* Records to use:
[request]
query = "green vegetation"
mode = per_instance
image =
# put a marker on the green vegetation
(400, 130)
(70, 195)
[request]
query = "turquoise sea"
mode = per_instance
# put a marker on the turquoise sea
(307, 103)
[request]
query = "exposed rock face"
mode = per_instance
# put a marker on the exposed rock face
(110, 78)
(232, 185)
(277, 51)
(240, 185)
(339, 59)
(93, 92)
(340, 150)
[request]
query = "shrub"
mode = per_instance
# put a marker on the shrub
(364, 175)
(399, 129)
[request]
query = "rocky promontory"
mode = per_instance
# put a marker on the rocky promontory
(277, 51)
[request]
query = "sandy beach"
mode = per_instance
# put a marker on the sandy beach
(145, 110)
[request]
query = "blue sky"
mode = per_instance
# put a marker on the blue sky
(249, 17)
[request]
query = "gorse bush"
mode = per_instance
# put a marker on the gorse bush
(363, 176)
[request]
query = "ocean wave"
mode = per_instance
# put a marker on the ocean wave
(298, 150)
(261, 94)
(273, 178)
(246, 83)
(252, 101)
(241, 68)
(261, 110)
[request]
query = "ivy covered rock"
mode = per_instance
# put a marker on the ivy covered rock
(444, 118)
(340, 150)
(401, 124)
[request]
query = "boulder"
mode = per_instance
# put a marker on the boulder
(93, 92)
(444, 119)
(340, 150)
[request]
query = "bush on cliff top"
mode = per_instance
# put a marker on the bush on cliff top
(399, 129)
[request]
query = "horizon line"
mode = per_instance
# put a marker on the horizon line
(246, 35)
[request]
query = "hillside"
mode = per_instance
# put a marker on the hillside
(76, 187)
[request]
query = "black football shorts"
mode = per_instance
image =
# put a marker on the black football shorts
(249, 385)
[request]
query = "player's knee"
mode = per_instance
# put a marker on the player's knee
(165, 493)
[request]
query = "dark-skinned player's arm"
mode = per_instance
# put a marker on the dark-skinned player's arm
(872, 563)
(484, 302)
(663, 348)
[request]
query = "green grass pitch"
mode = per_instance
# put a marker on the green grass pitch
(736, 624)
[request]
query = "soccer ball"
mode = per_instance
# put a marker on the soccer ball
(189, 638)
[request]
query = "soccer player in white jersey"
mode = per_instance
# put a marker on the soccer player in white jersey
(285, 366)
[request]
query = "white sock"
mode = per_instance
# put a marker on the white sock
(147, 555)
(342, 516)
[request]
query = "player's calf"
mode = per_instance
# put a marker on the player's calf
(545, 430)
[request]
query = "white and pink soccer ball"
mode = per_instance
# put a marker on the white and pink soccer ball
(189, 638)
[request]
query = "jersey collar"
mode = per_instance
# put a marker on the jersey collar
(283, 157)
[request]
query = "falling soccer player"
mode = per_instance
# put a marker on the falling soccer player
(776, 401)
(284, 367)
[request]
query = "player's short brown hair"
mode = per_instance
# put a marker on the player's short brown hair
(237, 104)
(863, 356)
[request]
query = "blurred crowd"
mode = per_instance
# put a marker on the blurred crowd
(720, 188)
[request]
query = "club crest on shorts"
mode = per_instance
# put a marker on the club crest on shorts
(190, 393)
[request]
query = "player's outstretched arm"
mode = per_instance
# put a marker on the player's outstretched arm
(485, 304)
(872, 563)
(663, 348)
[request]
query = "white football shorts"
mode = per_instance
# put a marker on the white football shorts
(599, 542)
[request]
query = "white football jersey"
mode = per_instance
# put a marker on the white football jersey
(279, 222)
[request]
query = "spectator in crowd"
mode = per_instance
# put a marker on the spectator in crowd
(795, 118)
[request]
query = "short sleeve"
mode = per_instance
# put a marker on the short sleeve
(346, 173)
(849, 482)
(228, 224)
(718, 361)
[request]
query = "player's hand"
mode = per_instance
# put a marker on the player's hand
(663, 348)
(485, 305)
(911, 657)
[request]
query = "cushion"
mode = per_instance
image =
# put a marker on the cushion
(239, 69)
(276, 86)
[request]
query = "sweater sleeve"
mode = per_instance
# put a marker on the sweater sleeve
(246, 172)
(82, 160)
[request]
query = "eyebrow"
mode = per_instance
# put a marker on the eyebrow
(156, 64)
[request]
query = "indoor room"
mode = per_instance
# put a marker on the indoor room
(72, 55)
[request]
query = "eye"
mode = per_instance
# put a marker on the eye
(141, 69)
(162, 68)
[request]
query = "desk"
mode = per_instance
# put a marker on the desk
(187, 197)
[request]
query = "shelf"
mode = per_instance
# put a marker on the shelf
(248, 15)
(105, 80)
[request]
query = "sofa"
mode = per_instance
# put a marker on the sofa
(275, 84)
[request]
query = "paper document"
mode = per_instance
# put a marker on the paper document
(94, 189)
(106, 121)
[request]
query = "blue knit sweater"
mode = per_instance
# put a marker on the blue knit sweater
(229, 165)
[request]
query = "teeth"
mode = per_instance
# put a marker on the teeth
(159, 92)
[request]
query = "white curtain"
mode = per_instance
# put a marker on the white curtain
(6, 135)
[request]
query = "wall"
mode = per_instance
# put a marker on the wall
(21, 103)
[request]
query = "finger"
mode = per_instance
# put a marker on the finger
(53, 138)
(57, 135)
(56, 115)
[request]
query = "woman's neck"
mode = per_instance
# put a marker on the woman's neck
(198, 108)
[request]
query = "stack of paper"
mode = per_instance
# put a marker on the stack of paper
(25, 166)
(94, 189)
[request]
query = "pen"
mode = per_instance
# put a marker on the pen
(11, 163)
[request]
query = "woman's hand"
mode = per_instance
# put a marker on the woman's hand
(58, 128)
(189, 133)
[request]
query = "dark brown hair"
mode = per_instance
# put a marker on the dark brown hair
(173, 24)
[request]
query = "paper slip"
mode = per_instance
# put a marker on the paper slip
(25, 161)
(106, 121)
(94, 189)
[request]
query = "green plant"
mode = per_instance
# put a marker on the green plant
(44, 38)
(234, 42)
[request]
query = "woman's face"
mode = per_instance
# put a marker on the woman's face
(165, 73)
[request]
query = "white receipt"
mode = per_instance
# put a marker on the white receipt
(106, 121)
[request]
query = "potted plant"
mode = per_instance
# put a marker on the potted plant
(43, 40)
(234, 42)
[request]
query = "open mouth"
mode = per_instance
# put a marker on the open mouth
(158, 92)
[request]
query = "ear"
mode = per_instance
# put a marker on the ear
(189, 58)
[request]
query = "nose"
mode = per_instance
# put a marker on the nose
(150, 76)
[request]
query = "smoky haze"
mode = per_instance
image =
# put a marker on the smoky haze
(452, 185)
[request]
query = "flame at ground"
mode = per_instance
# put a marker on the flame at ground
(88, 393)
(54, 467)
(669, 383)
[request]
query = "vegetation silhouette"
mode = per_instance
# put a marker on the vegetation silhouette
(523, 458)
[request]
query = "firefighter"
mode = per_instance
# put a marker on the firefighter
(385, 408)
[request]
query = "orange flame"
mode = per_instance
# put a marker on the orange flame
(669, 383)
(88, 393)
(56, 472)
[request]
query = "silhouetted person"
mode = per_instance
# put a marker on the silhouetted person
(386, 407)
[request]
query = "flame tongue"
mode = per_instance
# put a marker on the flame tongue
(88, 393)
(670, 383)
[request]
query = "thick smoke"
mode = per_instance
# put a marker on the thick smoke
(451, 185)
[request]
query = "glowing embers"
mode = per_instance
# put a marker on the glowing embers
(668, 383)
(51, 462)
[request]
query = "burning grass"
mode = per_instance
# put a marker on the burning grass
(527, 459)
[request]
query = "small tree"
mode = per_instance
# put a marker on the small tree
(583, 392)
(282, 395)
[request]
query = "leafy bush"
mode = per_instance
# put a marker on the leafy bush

* What to produce: The full set of records is to be written out once more, word for word.

* Answer for this exercise:
[request]
query = "green vegetation"
mode = per_instance
image =
# put a marker on the green vegetation
(400, 130)
(70, 195)
[request]
query = "turquoise sea"
mode = per_instance
# put a marker on the turquoise sea
(307, 103)
[request]
query = "exposed rock face"
mode = per_instance
# put a marker on the exposed rock face
(110, 78)
(232, 185)
(277, 51)
(240, 185)
(339, 59)
(93, 92)
(340, 150)
[request]
query = "shrub"
mode = per_instance
# put a marker on the shrub
(364, 175)
(399, 129)
[request]
query = "rocky promontory"
mode = per_instance
# put a marker on the rocky promontory
(277, 51)
[request]
query = "sandy beach"
mode = per_instance
# put a marker on the sandy beach
(145, 110)
[request]
query = "blue sky"
mode = per_instance
# put a marker on the blue sky
(249, 17)
[request]
query = "gorse bush"
mode = per_instance
# put a marker on the gorse bush
(363, 176)
[request]
query = "ocean wave"
mode = per_instance
# put a marker on the ocean wave
(298, 150)
(261, 94)
(273, 178)
(246, 83)
(252, 101)
(241, 68)
(261, 110)
[request]
query = "ivy covered rock"
mode = per_instance
# put a marker on the ivy covered rock
(444, 118)
(340, 150)
(401, 124)
[request]
query = "boulder"
mode = per_instance
# put a marker on the boulder
(93, 92)
(444, 119)
(340, 150)
[request]
query = "bush on cliff top"
mode = per_instance
# put a marker on the bush on cliff top
(399, 129)
[request]
query = "horizon line"
mode = per_instance
# put a marker on the horizon line
(246, 35)
[request]
query = "hillside"
mode = per_instance
# put a marker on the hillside
(76, 187)
[request]
query = "black football shorts"
mode = per_instance
image =
# put a marker on the black football shorts
(249, 385)
[request]
query = "player's knee"
mode = per_instance
# put a marker on the player's knee
(165, 493)
[request]
query = "dark-skinned player's arm"
mode = per_instance
# put a marker on the dark-skinned player's arm
(872, 563)
(484, 302)
(663, 348)
[request]
query = "green grass pitch"
mode = per_instance
# put a marker on the green grass pitch
(736, 624)
[request]
query = "soccer ball"
mode = per_instance
# put a marker on the soccer ball
(189, 638)
[request]
query = "soccer player in white jersey"
mode = per_instance
# put a marker on the soccer player in white jersey
(285, 366)
[request]
query = "white sock"
mode = per_instance
# put a marker on the white sock
(147, 555)
(342, 516)
[request]
query = "player's calf"
mode = per_instance
# put a marker on the player's calf
(545, 430)
[request]
query = "white and pink soccer ball"
mode = per_instance
# put a marker on the white and pink soccer ball
(189, 638)
[request]
query = "jersey collar"
mode = per_instance
# put a marker on the jersey collar
(283, 157)
[request]
query = "falling soccer player"
mode = per_instance
# put a marker on the falling soccer player
(776, 401)
(284, 367)
[request]
query = "player's short brown hair"
mode = per_instance
# put a marker on the player's short brown hair
(237, 104)
(863, 356)
[request]
query = "blurred crowd"
mode = per_instance
# put a marker on the blurred crowd
(720, 188)
[request]
query = "club crest on shorts"
mode = per_instance
# put a marker on the club crest on shorts
(190, 393)
[request]
query = "player's outstretched arm"
mode = per_instance
# put a marker on the player's outstretched arm
(485, 304)
(872, 563)
(663, 348)
[request]
query = "white football shorts"
mode = per_instance
# put a marker on the white football shorts
(599, 542)
[request]
query = "white football jersey"
mode = per_instance
# put a marker on the white football jersey
(279, 222)
[request]
query = "spectator in crowd"
mode = per_instance
# put a marker on the spectator in crowd
(795, 118)
[request]
query = "short sleeve"
mode = per_instance
# put a marker on the short sleeve
(346, 173)
(849, 482)
(228, 224)
(718, 361)
[request]
query = "player's hand"
mode = per_instance
# put a marker on the player's hand
(663, 348)
(485, 305)
(911, 657)
[request]
query = "cushion"
mode = per_instance
image =
# put a marker on the cushion
(239, 69)
(276, 86)
[request]
query = "sweater sleeve"
mode = per_instance
# put a marker on the sweater sleeve
(246, 172)
(82, 160)
[request]
query = "eyebrow"
mode = per_instance
# put a marker on the eyebrow
(156, 64)
[request]
query = "indoor room"
mode = per_instance
# put a marker on the indoor room
(72, 55)
[request]
query = "eye"
mode = per_instance
# put a marker on the eye
(141, 69)
(162, 68)
[request]
query = "desk"
mode = per_instance
# put a marker on the desk
(187, 197)
[request]
query = "shelf"
mode = per_instance
# put a marker on the shelf
(248, 15)
(105, 80)
[request]
query = "sofa"
mode = per_instance
# put a marker on the sofa
(275, 84)
[request]
query = "paper document"
mode = per_instance
# put a marker on the paper document
(94, 189)
(106, 121)
[request]
query = "blue knit sweater"
mode = per_instance
# put a marker on the blue knit sweater
(229, 165)
[request]
query = "teeth"
mode = per_instance
# put a marker on the teeth
(159, 92)
[request]
query = "white curtain"
mode = per_instance
# put a marker on the white curtain
(6, 135)
[request]
query = "wall"
mode = per_instance
# put a marker on the wall
(21, 103)
[request]
query = "finger"
mode = per_instance
# put a marker on the finger
(53, 138)
(57, 135)
(56, 115)
[request]
query = "woman's neck"
mode = per_instance
# put a marker on the woman's neck
(198, 108)
[request]
query = "stack of paper"
mode = per_instance
# put a marker on the stack of paper
(25, 166)
(94, 189)
[request]
query = "pen"
mode = per_instance
# put a marker on the pen
(11, 163)
[request]
query = "woman's hand"
mode = per_instance
# put a marker on the woman's hand
(58, 128)
(189, 133)
[request]
query = "dark brown hair"
mode = per_instance
# put a marker on the dark brown hair
(173, 24)
[request]
query = "paper slip"
mode = per_instance
# put a marker on the paper slip
(25, 161)
(106, 121)
(94, 189)
[request]
query = "green plant"
mode = per_instance
# put a marker on the green plant
(44, 38)
(234, 42)
[request]
query = "woman's face"
mode = per_instance
# put a marker on the woman's face
(165, 73)
[request]
query = "white receipt"
mode = per_instance
# put a marker on the white receipt
(106, 121)
[request]
query = "potted plant"
mode = per_instance
# put a marker on the potted plant
(43, 40)
(234, 42)
[request]
query = "open mouth"
mode = per_instance
# put a marker on the open mouth
(158, 92)
[request]
query = "ear"
mode = per_instance
# put a marker on the ear
(189, 58)
[request]
query = "nose"
mode = per_instance
# put a marker on the nose
(150, 76)
[request]
query = "smoky haze"
mode = per_instance
image =
# put a marker on the smoky haze
(452, 185)
[request]
query = "flame at ground"
mode = per_instance
# put a marker on the flame at ground
(88, 393)
(54, 467)
(669, 383)
[request]
query = "vegetation silhouette"
mode = per_instance
# put a marker on the vegetation silhouette
(523, 458)
[request]
query = "firefighter"
mode = per_instance
# put a marker on the firefighter
(385, 408)
[request]
query = "orange flame"
mode = per_instance
# put a marker on the orange flame
(669, 383)
(88, 393)
(56, 472)
[request]
query = "silhouetted person"
mode = per_instance
# put a marker on the silhouetted person
(386, 407)
[request]
query = "flame tongue"
mode = per_instance
# put a marker on the flame tongue
(88, 393)
(670, 383)
[request]
query = "thick smoke"
mode = per_instance
# put a marker on the thick smoke
(451, 185)
[request]
query = "glowing embers"
mode = per_instance
# put a marker on the glowing embers
(668, 383)
(51, 462)
[request]
query = "burning grass"
mode = per_instance
# put a marker on the burning grass
(527, 459)
[request]
query = "small tree"
mode = per_instance
# put a marker on the small tree
(583, 392)
(282, 395)
[request]
query = "leafy bush"
mode = per_instance
# put a marker on the leafy bush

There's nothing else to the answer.